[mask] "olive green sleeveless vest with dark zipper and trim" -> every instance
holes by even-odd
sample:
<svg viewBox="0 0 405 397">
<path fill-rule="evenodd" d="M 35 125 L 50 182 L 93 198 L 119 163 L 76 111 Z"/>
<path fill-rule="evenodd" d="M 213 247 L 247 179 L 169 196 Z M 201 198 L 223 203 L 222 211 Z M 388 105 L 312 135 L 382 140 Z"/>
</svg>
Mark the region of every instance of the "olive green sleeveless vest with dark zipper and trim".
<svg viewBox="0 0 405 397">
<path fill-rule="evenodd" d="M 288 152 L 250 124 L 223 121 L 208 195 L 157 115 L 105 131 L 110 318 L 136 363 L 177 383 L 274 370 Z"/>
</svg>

Your assignment
For each record above, output it exactly as written.

Task output
[mask] "olive green sleeveless vest with dark zipper and trim" -> every instance
holes by even-odd
sample:
<svg viewBox="0 0 405 397">
<path fill-rule="evenodd" d="M 35 125 L 50 182 L 93 198 L 119 163 L 76 111 Z"/>
<path fill-rule="evenodd" d="M 213 247 L 247 179 L 169 196 Z M 201 198 L 223 203 L 222 211 Z M 388 105 L 312 135 L 382 140 Z"/>
</svg>
Mark the region of every instance of the "olive green sleeveless vest with dark zipper and trim".
<svg viewBox="0 0 405 397">
<path fill-rule="evenodd" d="M 288 152 L 250 124 L 223 121 L 208 195 L 157 115 L 105 131 L 110 318 L 136 363 L 177 383 L 274 370 Z"/>
</svg>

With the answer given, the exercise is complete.